* [Exercise requirements]: In the Berklee interview page, who interviewed Conrad Askland for the "Take Note" online magazine?

* [Supplied text]:
┌──

Interview with Berklee College of Music “Take Note” Online Magazine

 

Cirque du Soleil ‘Crystal’ Music Director Conrad Askland Q&A

In June of 2022 I was interviewed for the Berklee College of Music “Take Note” Online Magazine by Freesla Towle. “In this interview, Conrad Askland discusses live music production for Cirque du Soleil’s ‘Crystal,’ his time at Berklee Online, and conveying empathy with his original musicals.”

I was also able to tour the campus at Berklee College of Music in Boston, MA and also do a Q&A session with Berklee students studying Music Marketing. Thank you so much to Berklee College of Music for your warm hospitality and the opportunity to interact with students. And as a side note, I loved Boston and did many historical throughout the city. What a wonderful city Boston is!

Interview Excerpt:

You mentioned your experience with Ableton Live and composing. With ice skating and with the element of live music, are you constantly watching the performers to make sure your sounds are synced up with their movements? Is there a process of give and take with the action happening in the pit and then the action happening on the ice? Is there any room for improv? Or do you try to have the band function as a prerecorded track would?

└──

* [Data shown]:
┌──

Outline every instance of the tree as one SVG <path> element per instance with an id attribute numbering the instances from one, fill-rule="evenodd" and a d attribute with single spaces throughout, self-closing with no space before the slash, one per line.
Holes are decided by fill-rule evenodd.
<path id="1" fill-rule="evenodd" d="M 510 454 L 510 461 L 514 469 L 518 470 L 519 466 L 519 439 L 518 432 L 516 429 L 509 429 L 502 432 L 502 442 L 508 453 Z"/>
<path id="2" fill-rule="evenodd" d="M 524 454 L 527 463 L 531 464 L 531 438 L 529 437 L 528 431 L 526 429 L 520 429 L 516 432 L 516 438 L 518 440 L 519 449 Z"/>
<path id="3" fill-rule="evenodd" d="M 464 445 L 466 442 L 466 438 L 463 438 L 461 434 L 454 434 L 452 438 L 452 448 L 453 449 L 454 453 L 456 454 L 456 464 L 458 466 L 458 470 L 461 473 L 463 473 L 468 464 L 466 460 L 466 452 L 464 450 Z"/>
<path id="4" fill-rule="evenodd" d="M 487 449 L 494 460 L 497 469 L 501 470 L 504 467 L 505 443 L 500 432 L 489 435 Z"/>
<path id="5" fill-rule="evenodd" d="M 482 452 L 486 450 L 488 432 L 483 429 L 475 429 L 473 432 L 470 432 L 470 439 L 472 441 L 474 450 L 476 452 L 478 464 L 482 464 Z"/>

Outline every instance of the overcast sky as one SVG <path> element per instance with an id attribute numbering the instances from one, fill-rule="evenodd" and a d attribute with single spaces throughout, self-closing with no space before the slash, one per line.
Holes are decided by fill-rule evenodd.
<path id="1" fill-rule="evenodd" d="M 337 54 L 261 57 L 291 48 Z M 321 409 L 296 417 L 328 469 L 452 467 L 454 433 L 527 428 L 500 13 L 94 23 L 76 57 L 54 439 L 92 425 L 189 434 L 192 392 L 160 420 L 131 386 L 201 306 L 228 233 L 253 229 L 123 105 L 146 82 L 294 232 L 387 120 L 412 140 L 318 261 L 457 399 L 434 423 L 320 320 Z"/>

└──

* [Your response]: Freesla Towle